-- Begin Supplied passage --

Personal information
- Nationality: Russian
- Born: 4 July 1998 (age 27) Ufa, Russia

Sport
- Country: Russia
- Sport: Canoe slalom
- Event(s): C1, K1, Kayak cross, Mixed C2

Medal record
Women's canoe slalom
Representing Russia
World Championships
| Bronze medal – third place | 2019 La Seu d'Urgell | K1 team |
U23 World Championships
| Gold medal – first place | 2017 Bratislava | Mixed C2 |
| Silver medal – second place | 2019 Kraków | C1 |
U23 European Championships
| Gold medal – first place | 2020 Kraków | K1 team |
| Bronze medal – third place | 2020 Kraków | C1 team |
| Bronze medal – third place | 2021 Solkan | Extreme K1 |
Junior World Championships
| Gold medal – first place | 2016 Kraków | C1 team |
Junior European Championships
| Bronze medal – third place | 2016 Solkan | K1 team |
Representing RCF
World Championships
| Bronze medal – third place | 2021 Bratislava | C1 team |
Representing Individual Neutral Athletes
World Championships
| Silver medal – second place | 2025 Penrith | C1 |

= Alsu Minazova =

Russian canoeist

Alsu Filyusovna Minazova (Алсу Филюсовна Миназова; born 4 July 1998) is a Russian slalom canoeist of Tatar descent, who has competed at the international level since 2014.

-- End Supplied passage --
-- Begin Provided data --

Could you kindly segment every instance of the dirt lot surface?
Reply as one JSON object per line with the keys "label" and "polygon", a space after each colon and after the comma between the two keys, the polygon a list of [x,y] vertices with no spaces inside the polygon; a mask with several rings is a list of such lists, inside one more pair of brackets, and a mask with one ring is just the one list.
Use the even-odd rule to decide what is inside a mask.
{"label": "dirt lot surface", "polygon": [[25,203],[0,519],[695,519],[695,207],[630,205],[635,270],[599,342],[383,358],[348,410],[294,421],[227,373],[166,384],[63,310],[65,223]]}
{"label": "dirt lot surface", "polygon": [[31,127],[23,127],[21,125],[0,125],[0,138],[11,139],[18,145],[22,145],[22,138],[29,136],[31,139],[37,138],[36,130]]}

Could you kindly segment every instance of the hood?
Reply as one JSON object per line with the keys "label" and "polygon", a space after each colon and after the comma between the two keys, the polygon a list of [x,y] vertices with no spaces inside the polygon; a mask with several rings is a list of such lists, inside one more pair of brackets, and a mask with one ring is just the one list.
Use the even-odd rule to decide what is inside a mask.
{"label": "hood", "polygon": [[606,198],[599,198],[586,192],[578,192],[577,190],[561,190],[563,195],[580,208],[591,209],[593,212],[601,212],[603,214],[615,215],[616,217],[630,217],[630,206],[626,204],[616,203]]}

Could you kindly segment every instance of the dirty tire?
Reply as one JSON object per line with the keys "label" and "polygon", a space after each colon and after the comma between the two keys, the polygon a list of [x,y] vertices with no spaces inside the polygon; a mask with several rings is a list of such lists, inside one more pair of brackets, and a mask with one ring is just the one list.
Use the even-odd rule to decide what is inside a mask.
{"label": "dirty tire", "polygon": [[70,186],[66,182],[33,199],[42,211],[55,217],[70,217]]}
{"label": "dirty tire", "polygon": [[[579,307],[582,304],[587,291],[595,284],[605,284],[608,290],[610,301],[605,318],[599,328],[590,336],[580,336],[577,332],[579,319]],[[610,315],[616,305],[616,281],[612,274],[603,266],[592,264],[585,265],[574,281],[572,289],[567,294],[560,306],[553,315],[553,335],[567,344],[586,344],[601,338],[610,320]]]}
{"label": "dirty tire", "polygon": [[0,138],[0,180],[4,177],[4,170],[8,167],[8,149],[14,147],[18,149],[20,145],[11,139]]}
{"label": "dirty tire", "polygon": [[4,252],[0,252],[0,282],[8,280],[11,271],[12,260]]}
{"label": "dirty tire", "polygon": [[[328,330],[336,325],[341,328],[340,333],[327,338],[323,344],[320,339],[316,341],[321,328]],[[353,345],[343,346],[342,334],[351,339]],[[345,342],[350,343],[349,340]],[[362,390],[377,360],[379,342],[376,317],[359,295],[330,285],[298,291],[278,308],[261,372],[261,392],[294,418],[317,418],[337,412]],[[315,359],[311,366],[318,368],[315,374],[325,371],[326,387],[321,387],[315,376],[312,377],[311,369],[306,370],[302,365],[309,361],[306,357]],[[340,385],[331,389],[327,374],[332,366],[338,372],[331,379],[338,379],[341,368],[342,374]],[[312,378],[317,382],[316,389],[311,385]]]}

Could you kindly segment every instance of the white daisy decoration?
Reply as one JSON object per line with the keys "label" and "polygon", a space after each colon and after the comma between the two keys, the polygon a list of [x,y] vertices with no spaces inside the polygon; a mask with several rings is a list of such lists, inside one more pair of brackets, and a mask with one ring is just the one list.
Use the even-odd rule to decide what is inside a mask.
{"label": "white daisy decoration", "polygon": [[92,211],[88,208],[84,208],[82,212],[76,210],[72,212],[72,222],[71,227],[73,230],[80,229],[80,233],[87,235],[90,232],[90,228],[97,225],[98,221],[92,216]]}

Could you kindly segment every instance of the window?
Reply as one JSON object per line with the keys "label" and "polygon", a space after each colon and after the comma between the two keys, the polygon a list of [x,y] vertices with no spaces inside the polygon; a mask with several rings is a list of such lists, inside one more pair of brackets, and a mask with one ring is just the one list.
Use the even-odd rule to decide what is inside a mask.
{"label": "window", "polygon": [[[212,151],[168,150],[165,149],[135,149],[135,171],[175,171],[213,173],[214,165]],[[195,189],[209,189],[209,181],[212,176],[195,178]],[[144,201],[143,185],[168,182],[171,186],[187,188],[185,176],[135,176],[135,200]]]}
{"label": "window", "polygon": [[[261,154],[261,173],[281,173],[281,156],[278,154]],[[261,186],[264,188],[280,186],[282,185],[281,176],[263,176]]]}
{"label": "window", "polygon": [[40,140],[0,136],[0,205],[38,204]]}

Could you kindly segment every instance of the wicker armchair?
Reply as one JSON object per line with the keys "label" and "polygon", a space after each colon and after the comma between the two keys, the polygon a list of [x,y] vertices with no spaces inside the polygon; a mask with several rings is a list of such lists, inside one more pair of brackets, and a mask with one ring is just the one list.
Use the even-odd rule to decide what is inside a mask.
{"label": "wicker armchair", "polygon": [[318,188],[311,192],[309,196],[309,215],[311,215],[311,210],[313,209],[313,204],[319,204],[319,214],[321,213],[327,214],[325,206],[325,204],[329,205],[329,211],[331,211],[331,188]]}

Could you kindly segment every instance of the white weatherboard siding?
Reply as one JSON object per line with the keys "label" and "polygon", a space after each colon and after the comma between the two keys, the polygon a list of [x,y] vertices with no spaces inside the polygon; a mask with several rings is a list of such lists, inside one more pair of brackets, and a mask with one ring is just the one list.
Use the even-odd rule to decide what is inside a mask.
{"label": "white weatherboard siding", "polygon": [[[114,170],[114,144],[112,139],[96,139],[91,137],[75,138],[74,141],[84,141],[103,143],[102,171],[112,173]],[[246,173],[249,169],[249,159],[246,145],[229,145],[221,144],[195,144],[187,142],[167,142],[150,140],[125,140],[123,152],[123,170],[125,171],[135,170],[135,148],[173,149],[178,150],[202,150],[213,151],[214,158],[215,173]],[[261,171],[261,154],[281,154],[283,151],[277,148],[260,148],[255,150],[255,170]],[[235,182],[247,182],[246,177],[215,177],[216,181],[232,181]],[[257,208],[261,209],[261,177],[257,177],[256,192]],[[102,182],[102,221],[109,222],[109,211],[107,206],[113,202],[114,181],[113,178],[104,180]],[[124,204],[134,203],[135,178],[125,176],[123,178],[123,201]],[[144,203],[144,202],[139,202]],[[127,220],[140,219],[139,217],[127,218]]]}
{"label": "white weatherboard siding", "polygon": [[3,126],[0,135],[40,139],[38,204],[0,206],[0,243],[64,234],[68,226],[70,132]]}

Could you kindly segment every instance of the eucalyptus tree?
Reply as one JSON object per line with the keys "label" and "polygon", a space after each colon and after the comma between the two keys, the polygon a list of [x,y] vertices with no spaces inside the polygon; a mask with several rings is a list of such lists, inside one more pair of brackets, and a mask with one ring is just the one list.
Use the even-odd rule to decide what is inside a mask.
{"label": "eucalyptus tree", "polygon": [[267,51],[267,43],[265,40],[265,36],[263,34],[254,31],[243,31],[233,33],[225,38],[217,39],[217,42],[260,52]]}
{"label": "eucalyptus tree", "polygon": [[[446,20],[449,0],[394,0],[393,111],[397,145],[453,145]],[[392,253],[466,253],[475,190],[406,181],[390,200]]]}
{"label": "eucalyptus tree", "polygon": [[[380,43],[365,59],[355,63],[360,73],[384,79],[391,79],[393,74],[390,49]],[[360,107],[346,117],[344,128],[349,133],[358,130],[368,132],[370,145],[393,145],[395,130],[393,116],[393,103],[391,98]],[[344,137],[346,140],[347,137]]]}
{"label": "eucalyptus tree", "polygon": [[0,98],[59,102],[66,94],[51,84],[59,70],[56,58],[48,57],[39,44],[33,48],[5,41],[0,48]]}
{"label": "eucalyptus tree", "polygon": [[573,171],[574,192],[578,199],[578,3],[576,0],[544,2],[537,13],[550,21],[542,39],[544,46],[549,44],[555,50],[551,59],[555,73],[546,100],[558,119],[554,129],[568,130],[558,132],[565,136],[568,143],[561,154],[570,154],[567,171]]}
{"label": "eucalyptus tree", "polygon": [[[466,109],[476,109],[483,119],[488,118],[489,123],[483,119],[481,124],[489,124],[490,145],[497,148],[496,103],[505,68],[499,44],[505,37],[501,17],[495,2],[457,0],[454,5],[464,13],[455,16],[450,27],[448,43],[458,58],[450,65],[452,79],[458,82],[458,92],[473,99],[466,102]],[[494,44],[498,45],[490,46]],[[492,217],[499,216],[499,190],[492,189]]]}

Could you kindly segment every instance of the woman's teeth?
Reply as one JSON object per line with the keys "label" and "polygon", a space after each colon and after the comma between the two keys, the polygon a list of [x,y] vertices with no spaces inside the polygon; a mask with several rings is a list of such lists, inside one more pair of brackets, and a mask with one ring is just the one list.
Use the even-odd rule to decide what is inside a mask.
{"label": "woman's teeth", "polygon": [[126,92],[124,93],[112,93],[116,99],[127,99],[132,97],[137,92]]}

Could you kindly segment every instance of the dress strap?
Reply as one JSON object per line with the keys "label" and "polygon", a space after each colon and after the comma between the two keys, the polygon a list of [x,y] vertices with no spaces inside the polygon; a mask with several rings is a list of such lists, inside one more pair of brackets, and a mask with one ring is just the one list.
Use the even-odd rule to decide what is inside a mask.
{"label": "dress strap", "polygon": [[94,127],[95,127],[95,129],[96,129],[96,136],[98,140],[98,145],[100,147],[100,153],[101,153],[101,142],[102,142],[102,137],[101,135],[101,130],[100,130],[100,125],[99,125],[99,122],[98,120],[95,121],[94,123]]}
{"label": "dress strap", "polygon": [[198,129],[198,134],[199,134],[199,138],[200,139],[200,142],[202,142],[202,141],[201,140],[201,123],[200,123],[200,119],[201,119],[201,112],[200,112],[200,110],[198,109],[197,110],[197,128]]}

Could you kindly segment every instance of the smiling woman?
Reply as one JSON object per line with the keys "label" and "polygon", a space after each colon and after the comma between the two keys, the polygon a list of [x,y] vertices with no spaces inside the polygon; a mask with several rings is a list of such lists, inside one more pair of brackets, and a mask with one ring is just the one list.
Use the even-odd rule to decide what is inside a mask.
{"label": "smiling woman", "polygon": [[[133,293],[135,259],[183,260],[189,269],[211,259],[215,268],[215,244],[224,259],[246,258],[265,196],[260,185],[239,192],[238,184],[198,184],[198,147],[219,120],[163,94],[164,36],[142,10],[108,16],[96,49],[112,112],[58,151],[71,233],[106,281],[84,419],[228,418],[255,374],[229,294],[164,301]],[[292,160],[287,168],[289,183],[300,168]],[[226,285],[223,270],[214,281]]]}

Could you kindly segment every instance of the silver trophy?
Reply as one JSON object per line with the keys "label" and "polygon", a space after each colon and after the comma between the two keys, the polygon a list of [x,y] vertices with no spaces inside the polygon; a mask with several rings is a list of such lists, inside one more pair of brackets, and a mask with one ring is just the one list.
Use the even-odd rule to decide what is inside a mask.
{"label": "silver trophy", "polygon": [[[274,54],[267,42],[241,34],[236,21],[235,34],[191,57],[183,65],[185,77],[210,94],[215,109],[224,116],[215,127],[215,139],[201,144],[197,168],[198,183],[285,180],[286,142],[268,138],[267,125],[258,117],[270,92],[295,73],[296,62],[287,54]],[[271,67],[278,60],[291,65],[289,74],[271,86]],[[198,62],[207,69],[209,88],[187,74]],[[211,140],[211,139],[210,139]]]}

-- End Provided data --

What to work on
A) Sum up the canoeist profile in two sentences.
B) Tally the lines of the records that contain the string "strap", where case counts, and reply with only the number.

Full solutions
A) Alsu Minazova, born 4 July 1998 in Ufa, Russia, is a Russian slalom canoeist of Tatar descent who has competed at the international level since 2014, in events including C1, K1, kayak cross and mixed C2. Her medals include a silver in C1 at the 2025 World Championships in Penrith as an Individual Neutral Athlete, team bronzes at the 2019 and 2021 World Championships, and several U23 and junior medals.

B) 3